**TEXT SECTION:**
Tag Archives: David Kohan

Picking ‘Weeds: The Complete Collection’ on Blu-ray

'Weeds: The Complete Collection' comes to Blu-ray today from Lionsgate Home Entertainment.

Lionsgate Home Entertainment today releases ‘Weeds: The Complete Collection’ in a Blu-ray box packed with extra features.


When Weeds premiered on Showtime in 2005, few people saw a hit in the offing. The show’s creator, Jenji Kohan, had won an Emmy for working on the Tracey Ullman HBO series Tracey Takes On…, but she was known mainly for being the kid sister of Will & Grace co-creator David Kohan. And the premise of the show – a widowed soccer mom turns to selling marijuana to support her family – seemed risky and weird. Even series star Mary-Louise Parker admits she told her agent at the time there was “no way” this show was going to run.

**TO DO:** Extend the article about the Weeds Blu-ray collection, picking up after its last sentence. The listing after this point is separate material, unrelated to the Weeds article.

**DATA EXCERPT:**
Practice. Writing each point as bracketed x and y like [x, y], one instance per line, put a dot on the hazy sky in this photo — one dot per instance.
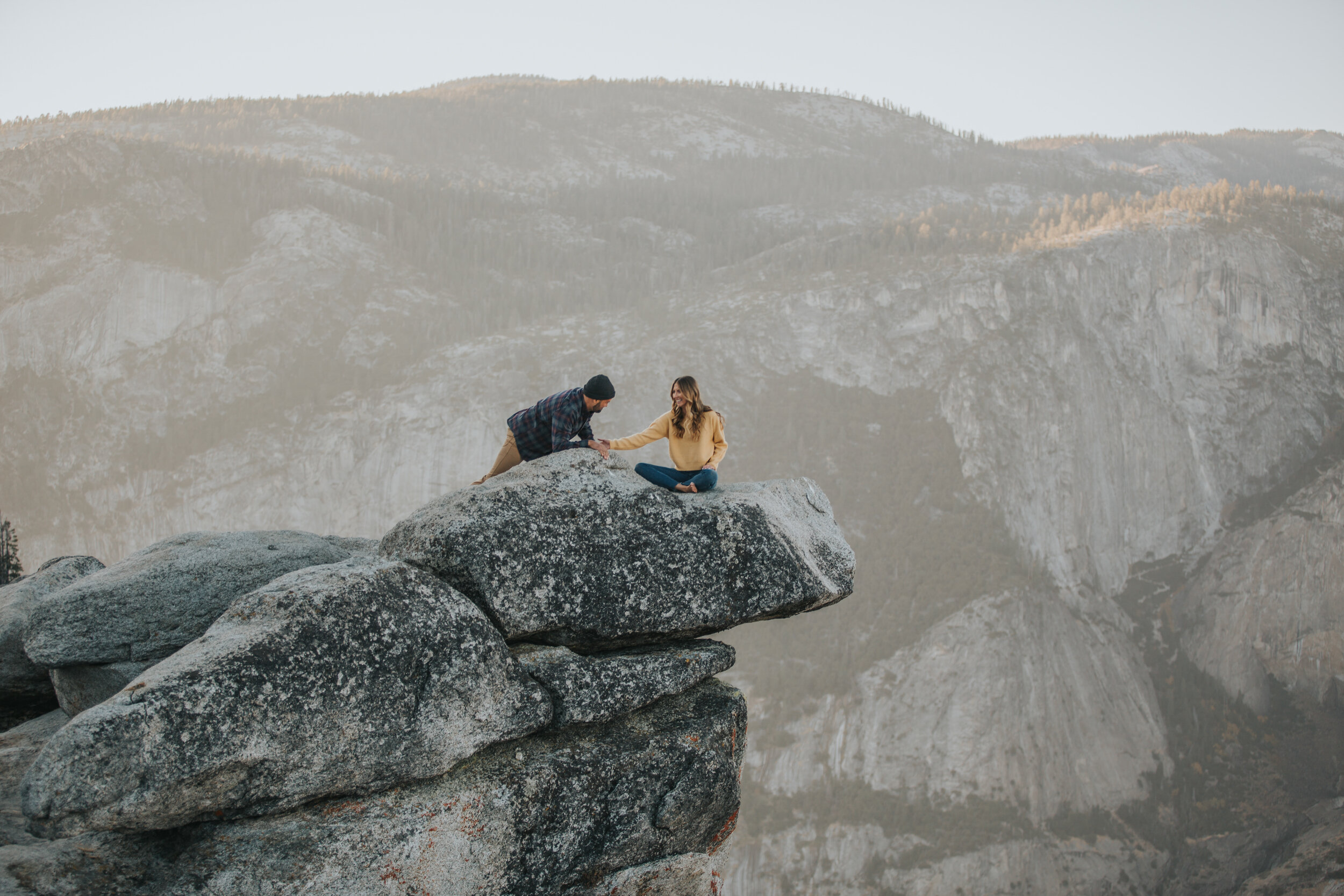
[1009, 69]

**TASK RESULT:**
To everyone’s surprise, however, Weeds lit up the ratings, helping to cement Showtime’s growing reputation as a serious player in original programming and winning a Golden Globe Award for Parker, along with multiple other nominations for its cast and creative team. The saga of improbable drug kingpin (queenpin?) Nancy Botwin ran for eight seasons altogether before wrapping things up in September 2012.
Now, in time for the holiday gift season, Lionsgate Home Entertainment releases today Weeds: The Complete Collection, encompassing the entire series on 16 Blu-ray discs packed with special features in a boxed format that takes up just two inches of shelf space. The suggested retail price for the set is $119, but as of this writing, several online retailers including Amazon are carrying this new release at a heavy discount.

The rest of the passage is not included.